**Short task**. Please repeat the listing below word for word, leaving out the pictures.
** begin **
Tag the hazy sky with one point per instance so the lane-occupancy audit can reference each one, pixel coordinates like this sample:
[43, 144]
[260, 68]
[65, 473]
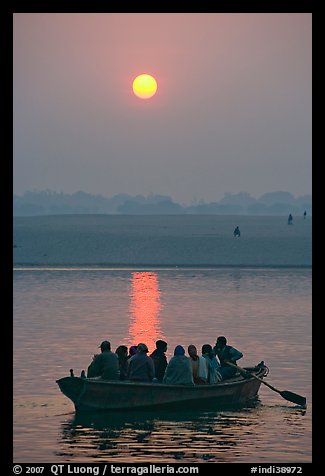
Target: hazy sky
[232, 111]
** end **
**Solution for this problem**.
Tag the hazy sky with one point per instance so the lane-occupancy audit can reference each one, pixel coordinates like this sample:
[43, 144]
[260, 68]
[65, 473]
Target: hazy sky
[232, 111]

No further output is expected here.